Reproduce the records starting at the line containing "Quality assurance step: we expect the anchor" and ending at the line containing "219;303;295;410", substituting "anchor insignia" for "anchor emblem" and leaving everything else intact.
**** Dataset records
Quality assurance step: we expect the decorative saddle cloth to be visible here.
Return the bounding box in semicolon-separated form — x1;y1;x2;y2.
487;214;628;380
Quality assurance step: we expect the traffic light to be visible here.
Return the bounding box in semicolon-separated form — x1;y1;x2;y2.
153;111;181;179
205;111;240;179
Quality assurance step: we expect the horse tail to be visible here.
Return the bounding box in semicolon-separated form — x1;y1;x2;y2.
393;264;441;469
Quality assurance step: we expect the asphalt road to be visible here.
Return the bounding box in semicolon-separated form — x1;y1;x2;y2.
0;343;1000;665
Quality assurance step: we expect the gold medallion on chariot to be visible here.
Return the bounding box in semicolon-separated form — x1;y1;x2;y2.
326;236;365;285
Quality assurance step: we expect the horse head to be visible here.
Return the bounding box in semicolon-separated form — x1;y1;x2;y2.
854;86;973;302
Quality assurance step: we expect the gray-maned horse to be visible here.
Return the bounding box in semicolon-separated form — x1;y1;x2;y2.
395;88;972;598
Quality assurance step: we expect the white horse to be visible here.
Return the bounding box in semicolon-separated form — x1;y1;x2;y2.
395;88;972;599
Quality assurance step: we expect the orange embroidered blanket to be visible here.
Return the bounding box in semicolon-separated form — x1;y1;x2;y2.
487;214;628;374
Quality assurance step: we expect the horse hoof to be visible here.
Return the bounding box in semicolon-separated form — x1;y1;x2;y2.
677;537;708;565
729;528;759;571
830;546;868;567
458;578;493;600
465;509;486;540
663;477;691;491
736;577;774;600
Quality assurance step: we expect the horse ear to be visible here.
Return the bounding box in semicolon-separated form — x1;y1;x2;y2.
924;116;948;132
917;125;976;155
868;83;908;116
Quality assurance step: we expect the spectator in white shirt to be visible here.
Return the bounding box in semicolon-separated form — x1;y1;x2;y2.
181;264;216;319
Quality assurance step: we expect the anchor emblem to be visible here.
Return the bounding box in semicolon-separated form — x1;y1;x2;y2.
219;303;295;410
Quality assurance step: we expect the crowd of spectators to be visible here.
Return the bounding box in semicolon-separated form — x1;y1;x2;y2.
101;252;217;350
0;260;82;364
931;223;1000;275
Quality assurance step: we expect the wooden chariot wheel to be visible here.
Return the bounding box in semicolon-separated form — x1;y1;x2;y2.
********
Task solution -
Quality assurance step: we expect the anchor insignia to be visible here.
Return the bounding box in semicolon-separated form — x1;y1;x2;y2.
219;303;295;410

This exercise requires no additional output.